- EXERCISE -
Please pick out every line in the material below that contains the word "cloud", and copy each of those lines in full.

Items from a dataset
=-=-=

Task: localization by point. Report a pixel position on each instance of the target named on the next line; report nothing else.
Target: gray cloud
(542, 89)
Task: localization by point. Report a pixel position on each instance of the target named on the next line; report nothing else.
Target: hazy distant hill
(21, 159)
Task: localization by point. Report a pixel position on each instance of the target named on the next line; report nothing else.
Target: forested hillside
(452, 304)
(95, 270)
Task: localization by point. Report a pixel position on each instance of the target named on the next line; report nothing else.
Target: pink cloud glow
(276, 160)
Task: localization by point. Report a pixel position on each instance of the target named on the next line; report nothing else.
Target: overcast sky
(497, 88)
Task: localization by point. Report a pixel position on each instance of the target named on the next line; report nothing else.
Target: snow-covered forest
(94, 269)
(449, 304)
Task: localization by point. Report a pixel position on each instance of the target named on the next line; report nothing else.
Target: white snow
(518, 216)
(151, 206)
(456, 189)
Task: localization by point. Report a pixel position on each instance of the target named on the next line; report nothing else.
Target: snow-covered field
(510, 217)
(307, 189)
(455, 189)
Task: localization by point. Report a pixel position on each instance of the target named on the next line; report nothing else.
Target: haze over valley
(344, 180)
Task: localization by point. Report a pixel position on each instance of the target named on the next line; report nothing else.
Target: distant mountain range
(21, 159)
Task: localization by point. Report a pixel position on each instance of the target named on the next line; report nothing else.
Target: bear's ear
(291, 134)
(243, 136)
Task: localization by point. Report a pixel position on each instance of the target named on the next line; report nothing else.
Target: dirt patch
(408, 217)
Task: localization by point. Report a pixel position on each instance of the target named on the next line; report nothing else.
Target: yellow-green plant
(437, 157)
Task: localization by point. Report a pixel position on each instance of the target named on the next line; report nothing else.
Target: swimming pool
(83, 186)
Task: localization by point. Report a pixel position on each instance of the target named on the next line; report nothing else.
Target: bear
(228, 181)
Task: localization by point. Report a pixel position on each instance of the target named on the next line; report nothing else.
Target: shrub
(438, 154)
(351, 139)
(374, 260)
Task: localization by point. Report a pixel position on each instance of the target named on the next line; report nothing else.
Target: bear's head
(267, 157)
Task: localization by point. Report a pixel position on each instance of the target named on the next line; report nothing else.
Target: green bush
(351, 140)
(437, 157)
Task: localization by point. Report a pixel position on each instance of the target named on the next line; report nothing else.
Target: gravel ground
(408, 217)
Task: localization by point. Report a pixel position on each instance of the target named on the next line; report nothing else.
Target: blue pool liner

=-=-=

- RESPONSE TO THE EXERCISE -
Target: gray cloud
Target: pink cloud glow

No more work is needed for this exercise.